▼▼▼

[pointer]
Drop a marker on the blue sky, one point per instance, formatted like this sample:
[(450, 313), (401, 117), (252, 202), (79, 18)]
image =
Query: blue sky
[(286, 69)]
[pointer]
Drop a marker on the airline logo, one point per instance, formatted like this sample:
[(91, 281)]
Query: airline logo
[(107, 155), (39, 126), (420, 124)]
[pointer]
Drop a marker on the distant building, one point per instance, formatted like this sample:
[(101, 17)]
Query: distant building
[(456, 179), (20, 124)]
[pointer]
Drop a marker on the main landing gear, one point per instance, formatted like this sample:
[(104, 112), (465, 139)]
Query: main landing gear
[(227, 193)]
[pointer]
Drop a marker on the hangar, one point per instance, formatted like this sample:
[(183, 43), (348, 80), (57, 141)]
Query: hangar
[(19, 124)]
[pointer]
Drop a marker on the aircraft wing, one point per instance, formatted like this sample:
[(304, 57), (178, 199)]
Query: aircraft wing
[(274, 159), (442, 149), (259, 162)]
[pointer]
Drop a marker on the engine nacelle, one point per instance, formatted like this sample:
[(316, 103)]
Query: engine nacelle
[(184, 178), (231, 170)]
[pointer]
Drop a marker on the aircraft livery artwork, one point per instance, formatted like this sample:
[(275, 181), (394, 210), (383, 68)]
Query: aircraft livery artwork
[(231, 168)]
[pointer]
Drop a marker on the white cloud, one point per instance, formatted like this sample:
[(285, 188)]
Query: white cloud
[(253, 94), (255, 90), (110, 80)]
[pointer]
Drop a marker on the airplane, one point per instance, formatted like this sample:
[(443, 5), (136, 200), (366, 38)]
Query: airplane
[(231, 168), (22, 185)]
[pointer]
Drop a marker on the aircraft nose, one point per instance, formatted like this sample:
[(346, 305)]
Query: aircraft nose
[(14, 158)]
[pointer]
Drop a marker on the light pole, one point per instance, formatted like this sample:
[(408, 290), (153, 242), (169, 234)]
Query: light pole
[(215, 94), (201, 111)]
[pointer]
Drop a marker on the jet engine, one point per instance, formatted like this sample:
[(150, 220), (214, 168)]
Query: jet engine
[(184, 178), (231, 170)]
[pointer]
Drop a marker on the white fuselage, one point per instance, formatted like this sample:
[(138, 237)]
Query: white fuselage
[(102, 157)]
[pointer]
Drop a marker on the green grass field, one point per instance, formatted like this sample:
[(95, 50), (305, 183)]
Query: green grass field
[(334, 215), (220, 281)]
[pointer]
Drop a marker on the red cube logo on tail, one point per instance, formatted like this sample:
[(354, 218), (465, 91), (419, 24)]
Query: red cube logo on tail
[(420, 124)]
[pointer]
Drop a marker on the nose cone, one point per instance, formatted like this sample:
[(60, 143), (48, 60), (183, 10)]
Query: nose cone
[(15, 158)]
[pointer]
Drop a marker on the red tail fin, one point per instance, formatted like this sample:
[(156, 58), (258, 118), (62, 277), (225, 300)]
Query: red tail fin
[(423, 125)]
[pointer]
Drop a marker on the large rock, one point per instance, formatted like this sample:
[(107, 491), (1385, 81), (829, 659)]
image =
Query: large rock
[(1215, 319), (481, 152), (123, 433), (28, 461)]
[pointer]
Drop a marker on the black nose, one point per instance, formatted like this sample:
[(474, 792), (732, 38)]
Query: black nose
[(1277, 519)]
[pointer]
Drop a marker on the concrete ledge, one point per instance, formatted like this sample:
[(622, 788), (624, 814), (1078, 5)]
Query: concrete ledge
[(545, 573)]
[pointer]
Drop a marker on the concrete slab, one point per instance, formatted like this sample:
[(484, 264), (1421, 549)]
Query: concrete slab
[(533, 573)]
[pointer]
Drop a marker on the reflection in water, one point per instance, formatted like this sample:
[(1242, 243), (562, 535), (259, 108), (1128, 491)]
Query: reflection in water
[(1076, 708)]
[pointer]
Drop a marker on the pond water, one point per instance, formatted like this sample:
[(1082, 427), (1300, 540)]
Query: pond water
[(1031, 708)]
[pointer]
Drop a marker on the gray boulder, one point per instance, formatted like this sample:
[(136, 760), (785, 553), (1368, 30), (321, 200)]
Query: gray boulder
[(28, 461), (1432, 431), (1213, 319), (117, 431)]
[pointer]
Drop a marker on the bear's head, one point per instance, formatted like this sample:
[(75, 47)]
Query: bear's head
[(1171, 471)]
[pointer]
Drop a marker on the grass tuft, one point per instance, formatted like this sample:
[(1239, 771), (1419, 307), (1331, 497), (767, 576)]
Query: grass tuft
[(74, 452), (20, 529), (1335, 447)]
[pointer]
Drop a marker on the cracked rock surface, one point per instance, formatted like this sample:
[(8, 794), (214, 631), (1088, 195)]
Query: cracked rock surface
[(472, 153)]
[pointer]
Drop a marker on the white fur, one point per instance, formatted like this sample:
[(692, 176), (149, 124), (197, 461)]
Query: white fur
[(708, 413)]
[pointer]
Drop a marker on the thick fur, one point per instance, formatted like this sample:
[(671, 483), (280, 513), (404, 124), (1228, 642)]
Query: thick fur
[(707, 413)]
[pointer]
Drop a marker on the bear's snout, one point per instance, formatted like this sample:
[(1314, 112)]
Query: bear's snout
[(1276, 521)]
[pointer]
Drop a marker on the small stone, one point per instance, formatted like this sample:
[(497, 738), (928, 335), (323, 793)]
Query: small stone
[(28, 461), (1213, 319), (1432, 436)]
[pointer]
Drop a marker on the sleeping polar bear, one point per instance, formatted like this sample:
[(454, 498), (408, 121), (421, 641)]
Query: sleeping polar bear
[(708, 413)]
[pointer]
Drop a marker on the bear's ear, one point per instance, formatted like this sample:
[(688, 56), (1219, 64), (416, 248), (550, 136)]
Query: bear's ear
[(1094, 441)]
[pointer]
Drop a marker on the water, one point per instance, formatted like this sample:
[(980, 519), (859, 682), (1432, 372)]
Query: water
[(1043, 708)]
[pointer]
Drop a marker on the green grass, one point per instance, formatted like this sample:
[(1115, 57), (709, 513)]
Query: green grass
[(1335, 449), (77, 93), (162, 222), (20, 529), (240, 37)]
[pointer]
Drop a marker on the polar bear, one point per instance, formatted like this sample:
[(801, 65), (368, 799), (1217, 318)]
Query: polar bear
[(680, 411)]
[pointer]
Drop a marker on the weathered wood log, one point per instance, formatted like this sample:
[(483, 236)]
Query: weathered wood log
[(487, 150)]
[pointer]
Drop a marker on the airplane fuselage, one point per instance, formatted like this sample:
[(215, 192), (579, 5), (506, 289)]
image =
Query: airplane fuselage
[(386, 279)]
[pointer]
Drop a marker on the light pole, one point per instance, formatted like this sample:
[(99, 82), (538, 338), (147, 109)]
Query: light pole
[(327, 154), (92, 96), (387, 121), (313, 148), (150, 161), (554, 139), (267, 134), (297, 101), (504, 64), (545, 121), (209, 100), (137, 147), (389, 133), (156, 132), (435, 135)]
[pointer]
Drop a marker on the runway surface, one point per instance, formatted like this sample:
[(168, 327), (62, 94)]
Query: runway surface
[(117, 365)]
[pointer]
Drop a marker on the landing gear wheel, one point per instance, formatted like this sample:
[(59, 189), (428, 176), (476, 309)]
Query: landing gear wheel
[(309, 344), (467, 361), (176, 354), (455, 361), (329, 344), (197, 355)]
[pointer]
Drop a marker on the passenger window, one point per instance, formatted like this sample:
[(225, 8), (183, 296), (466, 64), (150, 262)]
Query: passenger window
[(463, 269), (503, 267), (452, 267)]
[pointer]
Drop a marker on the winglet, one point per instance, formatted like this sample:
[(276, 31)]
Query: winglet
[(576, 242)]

▲▲▲

[WORK INSTRUCTION] Go through the listing and print each line exactly as it appears.

[SOLUTION FOR THIS PROBLEM]
[pointer]
Drop a marker on the blue sky, one point per instance, formatted like this sample:
[(450, 313), (401, 117), (252, 202), (79, 18)]
image =
Query: blue sky
[(286, 69)]
[pointer]
Drop a marker on the airline logo, one point per instance, formatted like this sample:
[(91, 281)]
Query: airline logo
[(107, 155), (39, 126), (420, 124)]
[pointer]
Drop a marker on the distant building, one point per instance, formatted like this sample:
[(101, 17)]
Query: distant building
[(456, 179), (20, 124)]
[pointer]
Drop a marker on the main landing gear, one point per instance, formatted like this sample:
[(104, 112), (465, 139)]
Query: main landing gear
[(227, 193)]
[pointer]
Drop a marker on the hangar, one point per instance, formatted like this sample:
[(183, 43), (348, 80), (57, 141)]
Query: hangar
[(19, 124)]
[pointer]
Drop a marker on the aircraft wing, one point per instance, formatted like this sample:
[(304, 57), (178, 199)]
Query: aircraft wing
[(274, 159), (442, 149), (259, 162)]
[pointer]
Drop a marker on the engine nacelle, one point per instance, formatted like this sample:
[(316, 103)]
Query: engine nacelle
[(184, 178), (231, 170)]
[pointer]
Drop a marker on the aircraft livery artwork, one point per instance, formatted like this sample:
[(275, 181), (394, 210), (383, 68)]
Query: aircraft livery artwork
[(231, 168)]
[pointer]
Drop a marker on the white cloud, one point per instance, formatted like this sample:
[(285, 188)]
Query: white cloud
[(253, 94), (255, 90), (110, 80)]
[pointer]
Drop a marker on the airplane, one point per instance, formatted like this sample:
[(443, 5), (136, 200), (366, 38)]
Query: airplane
[(231, 168), (22, 185)]
[pointer]
Drop a marker on the aircraft nose, one point per instance, formatted like this sample:
[(346, 305)]
Query: aircraft nose
[(14, 158)]
[pointer]
Drop a marker on the light pole, one point per instance, formatted like this sample:
[(408, 290), (153, 242), (169, 234)]
Query: light pole
[(215, 94), (201, 111)]
[pointer]
Drop a marker on the jet engine, one point per instance, formatted like this sample:
[(150, 220), (214, 168)]
Query: jet engine
[(184, 178), (231, 170)]
[pointer]
Drop a marker on the white fuselage, one point per instance, formatted like this sample:
[(138, 237)]
Query: white fuselage
[(102, 157)]
[pointer]
Drop a marker on the green grass field, one point per instance, formatted like this sample:
[(95, 50), (305, 183)]
Query: green grass field
[(334, 215), (220, 281)]
[pointer]
Drop a marker on the red cube logo on tail, one point per instance, formatted like this sample:
[(354, 218), (465, 91), (419, 24)]
Query: red cube logo on tail
[(420, 124)]
[pointer]
Drop a marker on the nose cone, one point per instance, formatted like this sample:
[(60, 143), (48, 60), (183, 10)]
Query: nose cone
[(15, 158)]
[pointer]
Drop a marker on the red tail fin, one point per instance, formatted like this sample:
[(156, 58), (258, 118), (62, 277), (225, 300)]
Query: red tail fin
[(423, 125)]
[pointer]
Drop a marker on the large rock, one point per instance, formatted like this sample:
[(107, 491), (1385, 81), (829, 659)]
image =
Query: large rock
[(1215, 319), (481, 152), (123, 433), (28, 461)]
[pointer]
Drop a marker on the black nose, one point per instance, formatted like this sample:
[(474, 792), (732, 38)]
Query: black nose
[(1277, 519)]
[pointer]
Drop a marker on the concrete ledge, one point per instance, formatted like this sample:
[(622, 788), (624, 814), (1078, 5)]
Query: concrete ledge
[(545, 573)]
[pointer]
Drop a marker on the concrete slab, one point per instance, formatted like this sample:
[(484, 264), (1421, 549)]
Query: concrete slab
[(533, 573)]
[pointer]
Drop a marker on the reflection in water, one point per instance, formatted like this sample:
[(1242, 243), (562, 535), (259, 108), (1128, 491)]
Query: reflection in water
[(1076, 708)]
[pointer]
Drop a marker on the pond water, one point per instance, formatted like this sample:
[(1082, 427), (1300, 540)]
Query: pond water
[(1031, 708)]
[pointer]
Drop a marker on the gray boulder, one point per instance, formatted like this sample:
[(136, 760), (785, 553), (1368, 30), (321, 200)]
Query: gray boulder
[(28, 461), (1432, 431), (1213, 319), (117, 431)]
[pointer]
Drop a marker on the bear's head, one point per instance, formatted like this sample:
[(75, 47)]
Query: bear's head
[(1171, 471)]
[pointer]
Drop a marker on the grass tuft, one point per instance, formatted like this sample:
[(1239, 771), (1419, 307), (1331, 497), (767, 576)]
Query: grass tuft
[(74, 452), (20, 529), (1335, 447)]
[pointer]
Drop a marker on the cracked rock surface, one point per instance, formatted like this sample:
[(8, 794), (214, 631), (1088, 195)]
Query: cracked rock surface
[(472, 153)]
[pointer]
Drop a marker on the white fur, one point per instance, formatted like this sample:
[(692, 176), (149, 124), (197, 461)]
Query: white fur
[(708, 413)]
[pointer]
Drop a marker on the thick fur, one point per instance, formatted like this sample:
[(671, 483), (280, 513), (404, 124), (1228, 642)]
Query: thick fur
[(707, 413)]
[pointer]
Drop a marker on the bear's snout, one point per instance, formatted like this sample:
[(1314, 112)]
Query: bear's snout
[(1276, 521)]
[pointer]
Drop a marker on the small stone, one point per instance, formatted like this sample:
[(497, 738), (928, 335), (323, 793)]
Query: small stone
[(28, 461), (1213, 319), (1432, 436)]
[pointer]
Drop a marker on the sleeping polar bear, one point per instance, formatted like this sample:
[(454, 498), (408, 121), (421, 641)]
Query: sleeping polar bear
[(708, 413)]
[pointer]
Drop a marker on the bear's ear, one point per instance, formatted like this sample:
[(688, 56), (1219, 64), (416, 248), (550, 136)]
Query: bear's ear
[(1094, 441)]
[pointer]
Drop a marker on the water, one point per instance, formatted like this sample:
[(980, 519), (859, 682), (1432, 372)]
Query: water
[(1043, 708)]
[pointer]
Drop a marker on the green grass, one point per instance, formatted like this sample:
[(1115, 57), (709, 513)]
Query: green grass
[(1335, 449), (77, 93), (162, 222), (20, 529), (240, 37)]
[pointer]
Drop a marker on the polar bear, one point per instance, formatted like this sample:
[(801, 65), (368, 799), (1217, 318)]
Query: polar bear
[(680, 411)]
[pointer]
Drop a marker on the weathered wood log, one point per instance, formatted like this sample:
[(483, 236)]
Query: weathered wood log
[(487, 150)]
[pointer]
Drop a marker on the airplane fuselage, one point per instance, formatted like this sample:
[(215, 192), (579, 5), (506, 289)]
image =
Query: airplane fuselage
[(386, 279)]
[pointer]
Drop a marker on the light pole, one point per instance, formatted like this sample:
[(99, 82), (538, 338), (147, 109)]
Query: light pole
[(327, 154), (92, 96), (387, 121), (313, 148), (150, 161), (554, 139), (267, 134), (297, 101), (504, 64), (545, 121), (209, 100), (137, 147), (389, 133), (156, 132), (435, 135)]
[pointer]
Drop a marker on the runway surface, one point per instance, formatted like this sample:
[(168, 327), (62, 94)]
Query: runway surface
[(117, 365)]
[pointer]
Drop a marker on the landing gear wheel, one point per instance, formatted like this sample:
[(59, 189), (428, 176), (476, 309)]
Query: landing gear wheel
[(309, 344), (467, 361), (176, 354), (455, 361), (329, 344), (197, 355)]
[pointer]
Drop a marker on the passenger window, one point per instance, formatted like this sample:
[(225, 8), (183, 296), (466, 64), (150, 262)]
Query: passenger window
[(463, 269), (503, 267), (452, 267)]
[pointer]
Drop a marker on the winglet, one point per instance, formatted like this sample:
[(276, 31)]
Query: winglet
[(576, 242)]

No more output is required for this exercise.